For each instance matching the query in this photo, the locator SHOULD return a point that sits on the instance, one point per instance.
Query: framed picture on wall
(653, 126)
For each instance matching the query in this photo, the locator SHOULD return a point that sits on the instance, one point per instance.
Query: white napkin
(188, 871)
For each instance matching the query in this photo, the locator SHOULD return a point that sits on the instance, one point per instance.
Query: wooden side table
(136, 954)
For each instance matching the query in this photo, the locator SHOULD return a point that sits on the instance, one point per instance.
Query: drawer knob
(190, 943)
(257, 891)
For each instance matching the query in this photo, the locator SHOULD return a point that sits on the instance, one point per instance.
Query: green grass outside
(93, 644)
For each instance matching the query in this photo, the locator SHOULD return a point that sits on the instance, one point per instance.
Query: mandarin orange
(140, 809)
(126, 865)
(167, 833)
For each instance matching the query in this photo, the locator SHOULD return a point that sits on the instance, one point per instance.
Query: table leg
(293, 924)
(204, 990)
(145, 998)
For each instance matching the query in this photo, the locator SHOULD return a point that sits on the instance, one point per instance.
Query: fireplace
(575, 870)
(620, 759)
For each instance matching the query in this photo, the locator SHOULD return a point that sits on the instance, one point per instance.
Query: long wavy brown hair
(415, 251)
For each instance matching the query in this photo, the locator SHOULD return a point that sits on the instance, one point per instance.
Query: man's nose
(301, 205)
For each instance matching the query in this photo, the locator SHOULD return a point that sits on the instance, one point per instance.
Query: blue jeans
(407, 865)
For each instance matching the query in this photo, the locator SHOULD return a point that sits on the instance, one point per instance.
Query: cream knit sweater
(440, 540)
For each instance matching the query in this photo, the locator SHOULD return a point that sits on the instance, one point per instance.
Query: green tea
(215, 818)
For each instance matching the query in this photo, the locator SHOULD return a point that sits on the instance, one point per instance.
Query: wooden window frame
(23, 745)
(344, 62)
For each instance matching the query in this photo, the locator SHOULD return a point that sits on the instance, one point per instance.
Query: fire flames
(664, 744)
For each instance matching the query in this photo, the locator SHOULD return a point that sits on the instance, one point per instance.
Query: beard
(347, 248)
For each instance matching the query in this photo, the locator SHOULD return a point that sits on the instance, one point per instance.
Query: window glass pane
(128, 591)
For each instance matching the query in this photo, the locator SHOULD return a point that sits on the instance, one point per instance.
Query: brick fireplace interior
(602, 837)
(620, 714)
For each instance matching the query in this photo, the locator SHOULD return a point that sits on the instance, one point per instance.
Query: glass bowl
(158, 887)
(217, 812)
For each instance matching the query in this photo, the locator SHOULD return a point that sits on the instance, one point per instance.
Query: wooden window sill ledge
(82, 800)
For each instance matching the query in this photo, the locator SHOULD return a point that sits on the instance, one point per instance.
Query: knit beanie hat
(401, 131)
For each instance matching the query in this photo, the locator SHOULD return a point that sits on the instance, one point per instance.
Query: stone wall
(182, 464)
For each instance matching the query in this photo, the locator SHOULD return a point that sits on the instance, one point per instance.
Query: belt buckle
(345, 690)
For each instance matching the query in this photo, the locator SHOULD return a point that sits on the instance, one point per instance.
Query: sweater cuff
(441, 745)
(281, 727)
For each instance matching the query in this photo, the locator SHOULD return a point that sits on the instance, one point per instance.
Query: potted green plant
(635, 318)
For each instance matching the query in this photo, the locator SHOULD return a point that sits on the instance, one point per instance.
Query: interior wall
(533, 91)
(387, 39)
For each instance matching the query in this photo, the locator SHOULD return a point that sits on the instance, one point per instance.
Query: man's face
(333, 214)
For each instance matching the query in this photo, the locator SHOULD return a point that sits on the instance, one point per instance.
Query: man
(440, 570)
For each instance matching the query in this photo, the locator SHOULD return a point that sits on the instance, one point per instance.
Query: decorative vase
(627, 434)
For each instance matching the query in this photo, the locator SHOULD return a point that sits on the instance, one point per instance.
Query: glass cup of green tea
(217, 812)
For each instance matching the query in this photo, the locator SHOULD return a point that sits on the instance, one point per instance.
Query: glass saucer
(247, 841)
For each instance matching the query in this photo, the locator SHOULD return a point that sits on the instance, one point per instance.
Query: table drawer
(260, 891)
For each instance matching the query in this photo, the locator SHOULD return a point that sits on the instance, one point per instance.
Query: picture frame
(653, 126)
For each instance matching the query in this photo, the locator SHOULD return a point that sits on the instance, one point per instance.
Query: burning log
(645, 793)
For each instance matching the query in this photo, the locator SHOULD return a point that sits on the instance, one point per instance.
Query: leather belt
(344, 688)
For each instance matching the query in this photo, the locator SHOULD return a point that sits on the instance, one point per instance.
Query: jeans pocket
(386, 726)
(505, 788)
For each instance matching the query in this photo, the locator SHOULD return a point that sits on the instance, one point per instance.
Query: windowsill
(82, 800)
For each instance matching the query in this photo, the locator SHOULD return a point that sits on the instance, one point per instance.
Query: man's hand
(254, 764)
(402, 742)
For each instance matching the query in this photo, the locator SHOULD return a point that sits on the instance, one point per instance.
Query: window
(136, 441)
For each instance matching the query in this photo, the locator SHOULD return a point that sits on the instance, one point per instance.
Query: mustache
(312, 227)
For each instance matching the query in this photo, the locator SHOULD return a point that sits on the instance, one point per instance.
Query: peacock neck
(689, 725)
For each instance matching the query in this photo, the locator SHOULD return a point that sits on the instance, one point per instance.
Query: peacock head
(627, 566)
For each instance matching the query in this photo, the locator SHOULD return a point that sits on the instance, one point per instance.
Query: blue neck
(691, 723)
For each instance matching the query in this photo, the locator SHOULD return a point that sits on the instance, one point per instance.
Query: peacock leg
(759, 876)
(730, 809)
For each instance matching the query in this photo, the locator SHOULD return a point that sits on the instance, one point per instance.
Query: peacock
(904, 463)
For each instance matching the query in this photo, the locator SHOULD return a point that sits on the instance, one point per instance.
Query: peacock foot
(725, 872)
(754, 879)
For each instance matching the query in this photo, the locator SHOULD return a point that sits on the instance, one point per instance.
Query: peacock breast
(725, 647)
---*---
▸ **WHAT TO PRODUCE**:
Exactly as they stand above, retype all of the records.

▸ **SOLUTION TO THIS EXERCISE**:
For each instance matching the query in this photo, the locator SHOULD return a point that sits on the instance, one point per instance.
Query: framed picture on wall
(653, 126)
For each instance matching the query in this photo, the locator SHOULD return a point that sits on the instance, one point per instance.
Query: white napkin
(188, 871)
For each instance matching the query in this photo, the locator SHOULD return a point that sits on the instance, one point per instance.
Query: wooden side table
(136, 954)
For each instance matching the query in this photo, the locator SHOULD return a point that sits on the instance, one point per instance.
Query: drawer knob
(190, 943)
(257, 891)
For each instance matching the query in this photo, the locator SHOULD return a point that sits on the instance, one point per instance.
Query: green grass outside
(93, 644)
For each instance matching the query in this photo, the locator SHOULD return a point that sits on the instance, one point per instance.
Query: mandarin orange
(140, 809)
(126, 865)
(167, 833)
For each instance matching the query in this photo, the locator SHOULD return a point that sits on the instance, one point per instance.
Query: table leg
(293, 924)
(204, 990)
(145, 998)
For each instance matching the query in this photo, the locator SHOULD return a point that sits on the instance, one point per instance.
Query: fireplace
(575, 870)
(620, 759)
For each instance matching the query in this photo, the locator SHOULD return a point that sits on the instance, one point per instance.
Query: long wavy brown hair
(415, 251)
For each instance matching the query in this photo, the locator SHOULD return a point that sits on the instance, one point per instance.
Query: man's nose
(301, 205)
For each instance matching the query in this photo, the locator SHOULD return a point that sits on the instance, one point per instance.
Query: blue jeans
(407, 865)
For each instance matching the query in this photo, the locator SHOULD return a point that sits on the instance, one point per instance.
Query: cream knit sweater
(440, 540)
For each instance matching the query in this photo, the locator SHOULD return a point that sits on the instance, one point per instance.
Query: green tea
(215, 818)
For each instance matching the query in this photo, the locator SHOULD return a point that sits on the instance, one point per instance.
Query: wooden window frame
(23, 745)
(344, 62)
For each instance matching the query in this photo, the locator SHOULD return a point that sits on the instance, one point per instance.
Query: fire flames
(664, 744)
For each instance matching the query in this photo, the locator SHOULD return a point that sits on the instance, one point per instance.
Query: beard
(347, 248)
For each instance matching the query in this photo, the locator SHOULD return a point that sits on the instance, one point per instance.
Query: window glass pane
(128, 591)
For each instance matching the query in this photo, the locator SHOULD return a point that sits on the instance, one point per instance.
Query: brick fireplace interior
(602, 837)
(620, 714)
For each instance matching the query in this photo, the locator SHOULD return a point that sits on the instance, one point per instance.
Query: glass bowl
(158, 887)
(217, 812)
For each instance matching the query in this photo, the locator SHOULD return a point that sits on the instance, one point per instance.
Query: wooden window sill ledge
(82, 800)
For each instance matching the query in this photo, the locator SHOULD return a point that sits on the instance, one point per instance.
Query: knit beanie hat
(401, 131)
For each instance matching the query in this photo, the locator SHOULD return a point that sits on the instance, one point per instance.
Query: stone wall
(182, 464)
For each instance matching the query in this photo, the locator SHOULD return a point that sits on the instance, one point per instance.
Query: belt buckle
(345, 690)
For each instance matching the query in this photo, the locator SHOULD return a point that sits on the instance, one point per instance.
Query: sweater cuff
(441, 745)
(281, 727)
For each instance matching the query in this photo, the locator SHOULD return a point that sits on the instance, one point per instance.
Query: potted green plant
(635, 318)
For each instance matching the query in this photo, the locator SHOULD return a point that sits on the instance, one point per instance.
Query: interior wall
(533, 91)
(387, 39)
For each instance matching the query in this photo, the locator SHOULD return a point that sits on the instance, one point per instance.
Query: man's face
(333, 214)
For each instance matching the query in this photo, the locator SHOULD return a point that sits on the instance, one point per instance.
Query: man
(440, 570)
For each instance matching the query in this photo, the locator SHOULD return a point that sits on the instance, one point per instance.
Query: decorative vase
(627, 434)
For each instance matching the query in this photo, the locator SHOULD return a point that sits on the instance, one point per instance.
Query: glass cup of green tea
(217, 812)
For each instance matching the query in this photo, the locator SHOULD return a point that sits on the instance, one point per instance.
Query: glass saucer
(247, 841)
For each instance matching the query in this photo, the locator SHOULD return a point that sits on the instance, one point per instance.
Query: table drawer
(260, 891)
For each instance matching the query in this photo, the locator SHOULD return a point that sits on the instance, one point per instance.
Query: picture frame
(653, 126)
For each instance matching the query in this photo, the locator SHOULD return a point that sits on the instance, one point per instance.
Query: burning log
(645, 793)
For each instance matching the query in this photo, the locator SHOULD return a point that sits on the instance, one point per instance.
Query: leather belt
(344, 688)
For each instance matching the query in this photo, the locator SHOULD return a point that sits on the instance, one point per instance.
Query: jeans pocket
(386, 726)
(505, 788)
For each instance matching the query in this photo, the locator SHOULD return a point that sits on the instance, one point per instance.
Query: windowsill
(82, 800)
For each instance matching the query in this photo, the locator SHOULD return a point that sits on the instance, one point per instance.
Query: man's hand
(254, 764)
(402, 742)
For each instance matching the query in this photo, the locator SHOULD return a point that sits on the instance, one point per instance.
Query: window
(136, 441)
For each instance matching the query in this photo, the locator SHOULD return a point that sits on the instance, one point per instance.
Query: mustache
(312, 227)
For each instance matching the query in this photo, the locator SHOULD return a point that sits on the instance, one point per instance.
Query: peacock neck
(689, 725)
For each instance matching the query in this photo, the locator SHOULD return a point that sits on the instance, one point per instance.
Query: peacock head
(627, 566)
For each instance matching the query in this photo, the locator SHOULD return a point that sits on the instance, one point per instance.
Query: blue neck
(691, 723)
For each instance matching the query in this photo, the locator SHOULD return a point that sits on the instance, one point per instance.
Query: peacock leg
(759, 876)
(730, 809)
For each instance matching the query in this photo, the locator SHOULD return a point that sits on the instance, one point per instance.
Query: peacock
(904, 463)
For each instance matching the query in this photo, the locator SHOULD return a point that sits on the instance, one point per instance.
Query: peacock foot
(725, 872)
(754, 879)
For each instance matching the query in this photo, the locator SHOULD return a point that sits on the instance, one point per instance.
Query: peacock breast
(725, 647)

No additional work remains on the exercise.